▶ [Your assignment]:
Return exactly the span of lines in the following data that opens with the line containing "Query: dark storm cloud" and closes with the line containing "point_to(query) returns one point for every instance of the gray". Include nothing else.

Collected data
+++

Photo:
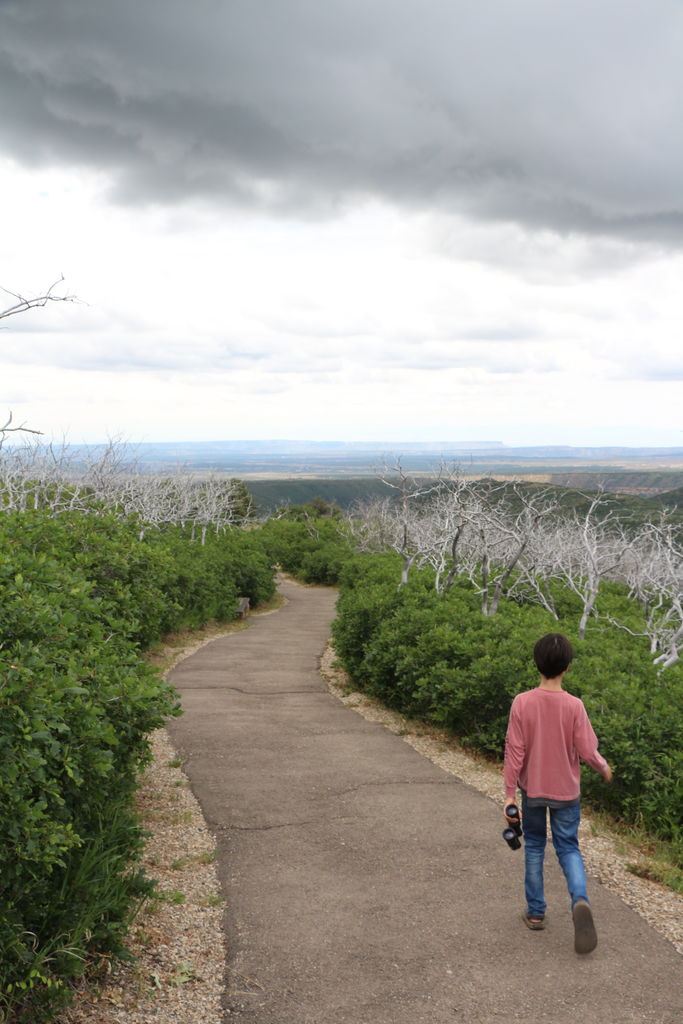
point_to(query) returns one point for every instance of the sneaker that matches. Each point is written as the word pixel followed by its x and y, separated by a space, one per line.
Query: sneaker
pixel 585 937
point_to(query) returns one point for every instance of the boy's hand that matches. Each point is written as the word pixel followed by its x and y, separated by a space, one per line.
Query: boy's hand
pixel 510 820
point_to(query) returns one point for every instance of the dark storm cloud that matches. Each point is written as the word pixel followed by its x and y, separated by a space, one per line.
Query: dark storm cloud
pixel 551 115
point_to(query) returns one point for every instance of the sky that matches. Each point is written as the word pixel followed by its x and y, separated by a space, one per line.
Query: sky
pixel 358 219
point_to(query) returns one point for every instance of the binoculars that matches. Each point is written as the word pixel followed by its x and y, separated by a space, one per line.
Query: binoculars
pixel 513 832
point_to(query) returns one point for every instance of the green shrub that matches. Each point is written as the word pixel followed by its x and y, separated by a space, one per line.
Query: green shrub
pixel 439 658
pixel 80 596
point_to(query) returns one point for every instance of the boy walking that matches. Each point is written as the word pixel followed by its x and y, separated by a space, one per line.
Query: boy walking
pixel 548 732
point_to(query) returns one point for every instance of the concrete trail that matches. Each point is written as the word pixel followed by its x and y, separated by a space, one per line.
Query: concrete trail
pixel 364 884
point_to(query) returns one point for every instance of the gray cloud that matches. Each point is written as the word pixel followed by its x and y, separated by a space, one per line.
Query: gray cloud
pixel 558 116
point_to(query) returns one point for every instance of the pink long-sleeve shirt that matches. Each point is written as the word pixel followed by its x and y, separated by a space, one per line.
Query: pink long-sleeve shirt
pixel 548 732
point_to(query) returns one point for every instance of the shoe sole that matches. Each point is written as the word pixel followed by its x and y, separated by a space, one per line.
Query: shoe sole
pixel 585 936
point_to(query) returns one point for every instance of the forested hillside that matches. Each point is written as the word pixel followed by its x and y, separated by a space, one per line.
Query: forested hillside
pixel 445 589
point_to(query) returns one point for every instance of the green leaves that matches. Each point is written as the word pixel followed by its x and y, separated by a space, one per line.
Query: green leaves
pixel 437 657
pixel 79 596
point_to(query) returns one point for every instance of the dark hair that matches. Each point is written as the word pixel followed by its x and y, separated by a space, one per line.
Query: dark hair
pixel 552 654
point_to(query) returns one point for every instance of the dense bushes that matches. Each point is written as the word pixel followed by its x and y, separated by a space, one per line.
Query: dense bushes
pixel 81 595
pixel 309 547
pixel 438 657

+++

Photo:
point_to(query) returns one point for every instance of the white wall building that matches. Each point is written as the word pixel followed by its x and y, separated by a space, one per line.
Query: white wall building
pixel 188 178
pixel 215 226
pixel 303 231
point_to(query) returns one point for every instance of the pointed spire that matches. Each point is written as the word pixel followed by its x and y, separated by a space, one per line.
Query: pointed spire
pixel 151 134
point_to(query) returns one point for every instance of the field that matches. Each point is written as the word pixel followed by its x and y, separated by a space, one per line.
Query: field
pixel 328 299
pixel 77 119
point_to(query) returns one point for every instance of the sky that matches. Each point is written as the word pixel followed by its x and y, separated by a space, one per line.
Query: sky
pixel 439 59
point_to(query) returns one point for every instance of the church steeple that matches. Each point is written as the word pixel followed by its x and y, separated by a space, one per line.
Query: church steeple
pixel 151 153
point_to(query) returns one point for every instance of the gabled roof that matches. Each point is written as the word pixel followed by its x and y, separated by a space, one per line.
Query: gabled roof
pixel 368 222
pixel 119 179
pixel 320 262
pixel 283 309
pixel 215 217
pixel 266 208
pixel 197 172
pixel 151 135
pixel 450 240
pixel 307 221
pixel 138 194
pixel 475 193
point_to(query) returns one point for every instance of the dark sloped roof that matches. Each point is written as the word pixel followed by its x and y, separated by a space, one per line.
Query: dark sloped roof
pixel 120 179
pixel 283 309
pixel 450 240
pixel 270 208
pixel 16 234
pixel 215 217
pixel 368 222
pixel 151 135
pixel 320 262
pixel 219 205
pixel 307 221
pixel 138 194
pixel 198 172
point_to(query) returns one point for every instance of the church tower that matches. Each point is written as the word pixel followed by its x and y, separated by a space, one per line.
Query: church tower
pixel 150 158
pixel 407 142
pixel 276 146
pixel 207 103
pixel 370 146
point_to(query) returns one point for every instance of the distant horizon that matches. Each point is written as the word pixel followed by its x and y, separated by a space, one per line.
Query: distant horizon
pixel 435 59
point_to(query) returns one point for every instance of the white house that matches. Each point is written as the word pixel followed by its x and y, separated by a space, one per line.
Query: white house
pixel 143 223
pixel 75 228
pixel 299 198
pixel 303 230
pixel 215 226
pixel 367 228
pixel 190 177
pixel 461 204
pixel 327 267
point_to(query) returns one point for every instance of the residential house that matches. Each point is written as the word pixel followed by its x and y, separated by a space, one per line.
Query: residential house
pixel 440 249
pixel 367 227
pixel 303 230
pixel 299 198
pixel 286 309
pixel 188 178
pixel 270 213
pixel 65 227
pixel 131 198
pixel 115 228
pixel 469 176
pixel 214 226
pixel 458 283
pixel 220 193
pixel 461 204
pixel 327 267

+++

▶ [Written answer]:
Query: dark storm cloud
pixel 551 115
point_to(query) returns one point for every instance of the sky that matches. Each point is written as the word pixel followed by its x and y, separated by a space, one per line.
Query: sky
pixel 358 219
point_to(query) returns one point for every instance of the binoculars that matches. Each point is written as the word pixel followed by its x and y, separated by a space, one per line.
Query: binoculars
pixel 513 832
point_to(query) returns one point for every instance of the green shrub that matches. Each point is written as the word pixel followed by its x and y, separated by a space, one per line.
Query: green shrub
pixel 439 658
pixel 80 596
point_to(query) returns one point for every instance of the boy walking that matches. Each point is written as the word pixel followed by its x and y, separated by a space, one per line.
Query: boy walking
pixel 548 732
point_to(query) returns one point for every instance of the concrete trail that matches. Each point is written as the word pixel followed by its x and y, separated by a space, one per line.
Query: concrete trail
pixel 364 884
point_to(query) returns one point for every instance of the gray cloud that matches. Each point is written as the word pixel followed by its x and y, separated by a space, one per line.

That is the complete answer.